── Provided passage ──
As hospital billing practices become increasingly complicated, patients rarely know in advance what they’ll have to pay.

Hospital overchargesExcessive Facilities Fees
Hospitals often charge a facility fee on top of a doctor's fee or a fee for services. Federal law allows hospitals to charge facility fees for outpatient services at affiliated clinics, but patients are being charged facility fees of up to hundreds of dollars out-of-pocket without warning and without the ability to dispute them. Sometimes the facility fee is higher than the cost of the physician’s services.

Room Overcharge
A physician releases a patient from ICU to a regular room, for example, but the patient is taken to a private room instead of a semi-private room. A patient should not be billed at a private room rate when a semi-private room is not available or not requested by the patient or physician.

Upcoding
Ninety percent of bills have coding errors, which can mean you have been overbilled or didn’t deserve bill in the first place. Upcoding is often exposed through Hospital Overcharging lawsuits. The Center for Public Integrity claims such practices have cost the Medicare program more than $11 billion in fraudulent fees. Doctors in hospitals determine which code to enter into insurance forms for the care they provide, and the more complex the care, the bigger the bill. As a result, what doctors get paid increasingly reflects more on their “coding” skills than clinical ability.

Out-of-Network
When a doctor, hospital or other provider accepts your health insurance plan, they’re in network. When you go to a doctor or provider who doesn’t take your plan, they’re out of network – and you can wind up with exorbitant overcharges.

Your out-of-network hospital service could also be the radiologist who reads your X-ray, the anesthesiologist assigned to your operating room or the doctor assisting your in-network surgeon.

Depending on your insurance policy, you may be required to pay the difference between what the insurer reimburses and what the provider charges in out-of-network situations. And charges are often arbitrary: what might cost one patient $200 could cost another $2,000 or more. Whenever possible, before you go to a hospital, it’s always a good idea to ask beforehand if they take your plan.

Balanced Billing
Say a hospital doctor charges $250 for a service. Your Insurance plan’s approved amount is $190. So you “save” $60. On your claims and explanation of benefits statements, these savings are listed as a discount. Doctors or hospitals not in your health insurer’s network don’t accept that approved amount. You’ll be responsible for paying the difference between the provider’s full charge and your plan’s approved amount.

Hospitals claim they need balanced billing to offset the cost of treating uninsured patients. However, some states have passed laws that bar out-of-network doctors from balance billing patients who receive care at an in-network facility.
───
── Data extract ──
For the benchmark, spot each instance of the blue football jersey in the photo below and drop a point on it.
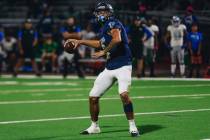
(119, 55)
(195, 39)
───
Exercise prompt –
Decide whether each statement agrees with the passage on hospital overcharges. Answer yes or no for each, and quote the words of the passage that decide it.
1. Federal law permits hospitals to charge facility fees for outpatient services at affiliated clinics.
2. Fewer than half of bills contain coding errors.
3. Every state bars out-of-network doctors from balance billing patients who receive care at an in-network facility.
Work only from the passage on hospital overcharges.

Exercise solution –
1. Yes: "Federal law allows hospitals to charge facility fees for outpatient services at affiliated clinics"
2. No: "Ninety percent of bills have coding errors"
3. No: "some states have passed laws that bar out-of-network doctors from balance billing patients who receive care at an in-network facility"